WHAT IS ASKED =
Locate each line in the data below that contains the string "Query", and copy all of those lines.

-- START OF DATA FOR THE TASK --

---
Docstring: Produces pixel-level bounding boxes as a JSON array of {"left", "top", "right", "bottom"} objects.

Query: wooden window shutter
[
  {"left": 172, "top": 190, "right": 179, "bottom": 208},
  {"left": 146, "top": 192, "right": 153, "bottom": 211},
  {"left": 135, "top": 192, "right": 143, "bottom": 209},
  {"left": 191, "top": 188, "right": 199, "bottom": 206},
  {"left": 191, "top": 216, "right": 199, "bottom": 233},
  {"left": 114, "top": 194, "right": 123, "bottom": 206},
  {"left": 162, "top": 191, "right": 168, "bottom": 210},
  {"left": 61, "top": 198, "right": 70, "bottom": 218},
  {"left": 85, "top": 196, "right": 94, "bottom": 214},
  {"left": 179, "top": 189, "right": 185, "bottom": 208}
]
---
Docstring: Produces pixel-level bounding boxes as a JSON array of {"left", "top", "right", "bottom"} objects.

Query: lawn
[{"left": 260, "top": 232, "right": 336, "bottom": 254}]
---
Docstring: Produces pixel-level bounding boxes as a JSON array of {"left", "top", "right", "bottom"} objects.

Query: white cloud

-- END OF DATA FOR THE TASK --
-- START OF DATA FOR THE TASK --

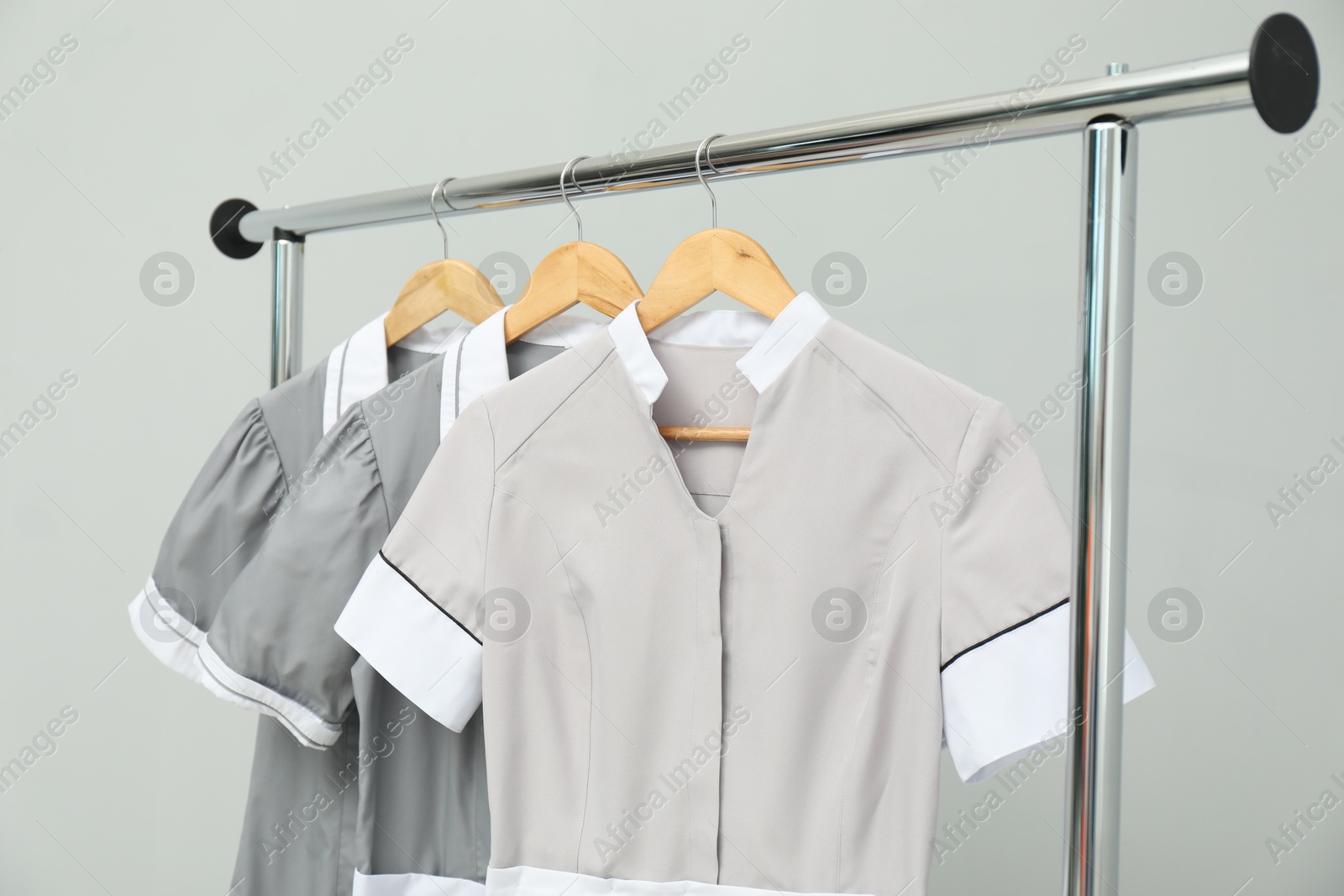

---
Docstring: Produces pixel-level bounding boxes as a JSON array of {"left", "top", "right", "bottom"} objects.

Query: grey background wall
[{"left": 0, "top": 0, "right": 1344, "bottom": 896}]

-- END OF DATA FOR THE TASK --

TASK OUTPUT =
Query: wooden window shutter
Query: lawn
Query: white cloud
Query: grey background wall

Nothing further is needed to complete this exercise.